*EXERCISE GOAL:* Copy the rows below word for word, keeping every line as it appears.

*EXTRACTED DATA:*

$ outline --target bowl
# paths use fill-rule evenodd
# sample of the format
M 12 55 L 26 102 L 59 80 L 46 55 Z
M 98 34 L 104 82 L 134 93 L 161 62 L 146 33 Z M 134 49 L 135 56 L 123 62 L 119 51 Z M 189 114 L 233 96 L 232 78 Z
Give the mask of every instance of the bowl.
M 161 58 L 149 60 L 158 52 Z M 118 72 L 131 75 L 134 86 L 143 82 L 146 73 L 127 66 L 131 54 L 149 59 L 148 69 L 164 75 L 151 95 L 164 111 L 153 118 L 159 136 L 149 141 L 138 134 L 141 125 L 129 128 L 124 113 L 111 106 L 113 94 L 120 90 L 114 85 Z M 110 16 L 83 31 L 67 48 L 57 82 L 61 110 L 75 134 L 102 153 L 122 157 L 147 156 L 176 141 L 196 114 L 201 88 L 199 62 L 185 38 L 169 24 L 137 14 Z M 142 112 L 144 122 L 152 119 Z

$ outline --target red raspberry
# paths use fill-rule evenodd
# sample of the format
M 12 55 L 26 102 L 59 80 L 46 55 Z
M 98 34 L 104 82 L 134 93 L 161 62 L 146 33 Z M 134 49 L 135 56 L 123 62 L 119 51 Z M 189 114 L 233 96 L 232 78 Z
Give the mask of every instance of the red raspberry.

*REPLY:*
$ outline --target bowl
# paths use fill-rule evenodd
# sample of the format
M 12 55 L 26 102 L 59 80 L 46 55 Z
M 98 34 L 104 82 L 134 93 L 161 62 L 146 33 Z M 134 49 L 135 56 L 123 62 L 119 51 Z M 189 114 L 233 96 L 232 78 Z
Give the mask of every instance of the bowl.
M 161 58 L 149 60 L 158 52 Z M 118 72 L 131 75 L 134 86 L 143 82 L 146 73 L 127 66 L 131 54 L 149 59 L 148 69 L 164 75 L 151 95 L 164 111 L 153 118 L 159 136 L 149 141 L 138 134 L 141 125 L 129 128 L 124 113 L 111 106 L 113 94 L 120 90 L 114 85 Z M 110 16 L 83 31 L 67 48 L 57 82 L 61 110 L 75 134 L 102 153 L 122 157 L 147 156 L 176 141 L 196 114 L 201 88 L 199 62 L 185 38 L 169 24 L 137 14 Z M 142 112 L 144 122 L 152 119 Z

$ outline --target red raspberry
# paths use fill-rule evenodd
# sample of the format
M 12 55 L 26 102 L 59 80 L 46 55 Z
M 98 34 L 104 82 L 134 93 L 161 62 L 146 33 Z M 134 49 L 135 56 L 123 62 L 119 51 Z M 189 114 L 233 96 L 232 78 Z
Give the mask of every instance of the red raspberry.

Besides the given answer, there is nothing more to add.